#### TASK DIRECTIONS
Copy out precisely the lines of the material that follows, beginning with the line containing "Target: stainless steel dishwasher" and ending with its last line; exclude pictures.

#### PROVIDED DATA
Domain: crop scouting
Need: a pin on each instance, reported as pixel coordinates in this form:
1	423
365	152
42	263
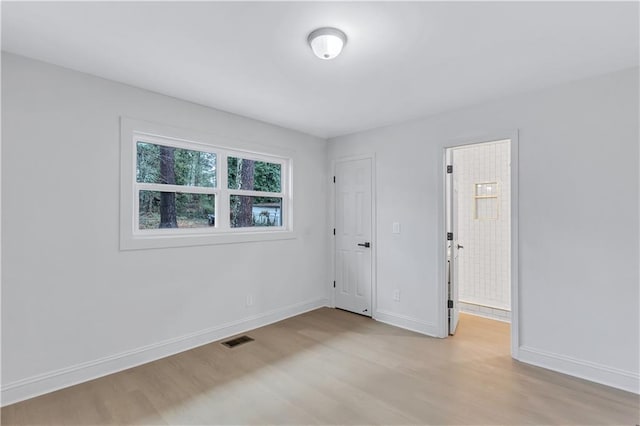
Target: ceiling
401	61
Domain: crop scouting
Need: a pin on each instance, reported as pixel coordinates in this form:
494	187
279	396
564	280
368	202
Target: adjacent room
229	213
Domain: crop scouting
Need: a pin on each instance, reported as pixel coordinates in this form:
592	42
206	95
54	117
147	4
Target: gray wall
73	305
578	200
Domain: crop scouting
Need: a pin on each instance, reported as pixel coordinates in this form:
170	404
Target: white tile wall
484	263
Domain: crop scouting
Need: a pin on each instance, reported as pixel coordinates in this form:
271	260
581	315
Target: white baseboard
72	375
406	322
614	377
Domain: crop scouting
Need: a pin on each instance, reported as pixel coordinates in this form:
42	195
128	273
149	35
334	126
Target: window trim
133	131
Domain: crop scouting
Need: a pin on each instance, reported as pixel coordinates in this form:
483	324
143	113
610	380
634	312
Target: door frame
442	240
332	224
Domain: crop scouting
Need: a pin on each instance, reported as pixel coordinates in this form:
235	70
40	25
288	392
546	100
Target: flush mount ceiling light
327	43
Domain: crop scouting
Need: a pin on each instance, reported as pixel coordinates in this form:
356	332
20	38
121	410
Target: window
486	201
179	190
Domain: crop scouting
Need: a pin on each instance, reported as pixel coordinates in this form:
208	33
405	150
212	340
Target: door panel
451	202
353	227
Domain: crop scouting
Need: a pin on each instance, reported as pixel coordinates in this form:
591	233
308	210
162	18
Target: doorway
479	221
353	286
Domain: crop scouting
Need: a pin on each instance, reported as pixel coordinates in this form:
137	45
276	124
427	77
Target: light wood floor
332	367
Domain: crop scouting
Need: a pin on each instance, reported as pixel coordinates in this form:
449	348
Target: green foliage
197	168
266	176
192	168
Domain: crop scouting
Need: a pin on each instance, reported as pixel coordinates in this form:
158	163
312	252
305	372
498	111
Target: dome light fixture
327	43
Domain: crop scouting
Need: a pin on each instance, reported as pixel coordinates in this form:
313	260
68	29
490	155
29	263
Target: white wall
484	262
578	224
73	305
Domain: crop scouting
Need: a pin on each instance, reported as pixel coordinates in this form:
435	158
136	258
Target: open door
453	245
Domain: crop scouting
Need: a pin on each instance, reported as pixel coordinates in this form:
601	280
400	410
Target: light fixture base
327	42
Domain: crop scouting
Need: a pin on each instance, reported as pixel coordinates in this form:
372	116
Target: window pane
176	166
176	210
253	175
487	189
249	211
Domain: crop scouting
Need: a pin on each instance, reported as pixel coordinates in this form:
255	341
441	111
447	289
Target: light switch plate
396	228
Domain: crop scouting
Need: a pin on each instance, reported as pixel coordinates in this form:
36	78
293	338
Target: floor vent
237	341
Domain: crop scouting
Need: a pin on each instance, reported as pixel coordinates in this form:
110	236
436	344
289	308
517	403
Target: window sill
142	242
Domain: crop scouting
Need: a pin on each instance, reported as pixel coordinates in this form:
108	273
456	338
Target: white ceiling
402	60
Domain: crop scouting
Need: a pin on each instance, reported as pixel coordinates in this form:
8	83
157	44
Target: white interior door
455	266
453	245
353	236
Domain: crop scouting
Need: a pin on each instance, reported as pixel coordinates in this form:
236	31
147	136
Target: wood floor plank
332	367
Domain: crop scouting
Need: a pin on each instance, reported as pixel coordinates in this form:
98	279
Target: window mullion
223	204
161	187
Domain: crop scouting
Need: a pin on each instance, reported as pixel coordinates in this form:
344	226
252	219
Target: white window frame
132	238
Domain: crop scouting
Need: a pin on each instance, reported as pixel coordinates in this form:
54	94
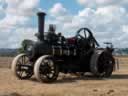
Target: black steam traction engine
53	53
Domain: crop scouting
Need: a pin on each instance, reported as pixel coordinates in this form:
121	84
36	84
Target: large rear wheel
21	67
102	64
45	69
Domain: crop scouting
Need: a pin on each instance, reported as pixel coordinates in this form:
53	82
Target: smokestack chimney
41	23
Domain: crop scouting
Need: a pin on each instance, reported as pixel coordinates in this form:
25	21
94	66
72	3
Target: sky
108	19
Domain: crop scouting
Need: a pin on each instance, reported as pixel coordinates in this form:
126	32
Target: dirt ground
66	85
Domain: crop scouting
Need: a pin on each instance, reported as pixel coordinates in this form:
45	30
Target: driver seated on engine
52	37
61	39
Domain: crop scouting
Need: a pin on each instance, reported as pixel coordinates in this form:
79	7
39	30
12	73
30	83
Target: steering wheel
86	35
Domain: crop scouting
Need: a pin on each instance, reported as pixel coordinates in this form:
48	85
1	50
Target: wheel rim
105	64
47	69
21	71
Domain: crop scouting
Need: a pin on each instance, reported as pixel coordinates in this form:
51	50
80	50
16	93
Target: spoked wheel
102	64
45	69
21	67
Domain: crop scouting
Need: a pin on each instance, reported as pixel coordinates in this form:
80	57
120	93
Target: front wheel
21	67
45	69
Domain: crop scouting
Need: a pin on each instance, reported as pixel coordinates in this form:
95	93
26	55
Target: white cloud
95	3
106	23
13	25
58	10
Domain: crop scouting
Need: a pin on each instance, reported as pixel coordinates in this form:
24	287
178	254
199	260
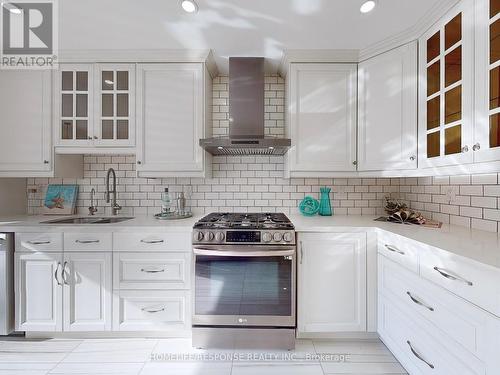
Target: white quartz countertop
142	222
480	246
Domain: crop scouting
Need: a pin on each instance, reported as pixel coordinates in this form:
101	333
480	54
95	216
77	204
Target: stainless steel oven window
244	287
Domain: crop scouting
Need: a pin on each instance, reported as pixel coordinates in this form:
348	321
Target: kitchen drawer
151	270
408	338
459	320
31	242
142	310
399	249
473	281
172	241
88	242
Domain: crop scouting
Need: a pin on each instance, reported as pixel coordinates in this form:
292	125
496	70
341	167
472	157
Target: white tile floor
176	356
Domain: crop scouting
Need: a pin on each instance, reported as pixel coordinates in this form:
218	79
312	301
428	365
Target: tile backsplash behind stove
248	183
256	183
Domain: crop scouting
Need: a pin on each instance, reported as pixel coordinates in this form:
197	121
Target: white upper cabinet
321	119
446	96
332	274
487	122
95	107
26	114
171	119
387	110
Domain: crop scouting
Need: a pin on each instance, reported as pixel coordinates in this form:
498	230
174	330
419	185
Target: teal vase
325	208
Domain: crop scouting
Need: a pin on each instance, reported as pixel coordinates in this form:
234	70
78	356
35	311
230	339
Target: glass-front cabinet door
115	105
446	90
487	125
74	105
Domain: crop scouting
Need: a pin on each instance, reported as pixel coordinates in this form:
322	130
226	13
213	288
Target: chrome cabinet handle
145	309
418	302
87	241
55	274
152	241
446	274
64	274
394	249
301	252
38	242
419	356
152	271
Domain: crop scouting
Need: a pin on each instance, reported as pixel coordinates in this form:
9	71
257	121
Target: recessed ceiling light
189	6
368	6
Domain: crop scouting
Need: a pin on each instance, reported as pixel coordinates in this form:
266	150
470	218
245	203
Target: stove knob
287	237
267	237
198	236
277	237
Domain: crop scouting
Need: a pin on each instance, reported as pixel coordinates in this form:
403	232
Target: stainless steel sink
88	220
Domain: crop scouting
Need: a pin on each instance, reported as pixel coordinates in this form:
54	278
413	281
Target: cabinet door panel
446	95
322	118
25	107
87	291
38	286
170	115
388	110
332	282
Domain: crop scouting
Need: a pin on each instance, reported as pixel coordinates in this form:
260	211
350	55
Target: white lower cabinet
141	310
63	292
38	292
430	330
87	291
332	282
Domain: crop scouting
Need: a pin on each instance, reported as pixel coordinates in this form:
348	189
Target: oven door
244	286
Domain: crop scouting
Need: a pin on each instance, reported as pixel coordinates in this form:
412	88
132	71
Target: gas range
244	229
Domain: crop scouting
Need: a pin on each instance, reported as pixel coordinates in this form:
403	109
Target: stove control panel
271	237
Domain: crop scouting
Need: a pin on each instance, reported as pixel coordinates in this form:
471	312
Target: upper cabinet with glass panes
446	54
96	105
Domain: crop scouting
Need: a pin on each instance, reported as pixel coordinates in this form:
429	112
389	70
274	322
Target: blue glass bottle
325	208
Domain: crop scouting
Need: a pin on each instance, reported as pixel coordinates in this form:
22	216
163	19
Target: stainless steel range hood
246	114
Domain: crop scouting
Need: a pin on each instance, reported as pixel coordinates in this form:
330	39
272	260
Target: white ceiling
234	27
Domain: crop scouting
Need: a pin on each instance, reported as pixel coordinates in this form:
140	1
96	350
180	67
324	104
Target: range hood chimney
246	114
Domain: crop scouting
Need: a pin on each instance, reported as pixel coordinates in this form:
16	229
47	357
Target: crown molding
135	56
413	33
316	56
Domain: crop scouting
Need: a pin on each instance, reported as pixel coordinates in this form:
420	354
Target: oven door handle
225	253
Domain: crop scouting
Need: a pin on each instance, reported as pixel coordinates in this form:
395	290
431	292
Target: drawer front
475	282
151	311
407	337
152	270
174	241
32	242
400	250
457	319
88	242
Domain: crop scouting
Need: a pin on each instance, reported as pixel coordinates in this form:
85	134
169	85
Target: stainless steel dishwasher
6	284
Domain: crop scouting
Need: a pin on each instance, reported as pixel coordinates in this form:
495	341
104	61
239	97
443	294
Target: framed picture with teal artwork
60	200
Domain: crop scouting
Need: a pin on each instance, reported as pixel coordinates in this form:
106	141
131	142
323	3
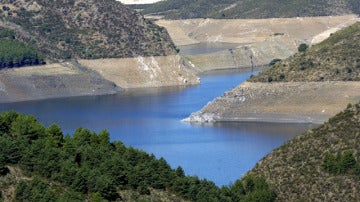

#### RESPONSE TO THIS EXERCISE
Target: stainless steel dishwasher
6	284
Domain: crop scouting
Need: a pin on each instance, reported as pixel coordinates in this form:
495	341
104	61
239	97
443	294
Target: framed picture with teal artwork
60	200
Domain: crop scouting
Need: a pin on each instance, reported as pixel coordinates in this form:
106	141
131	142
323	3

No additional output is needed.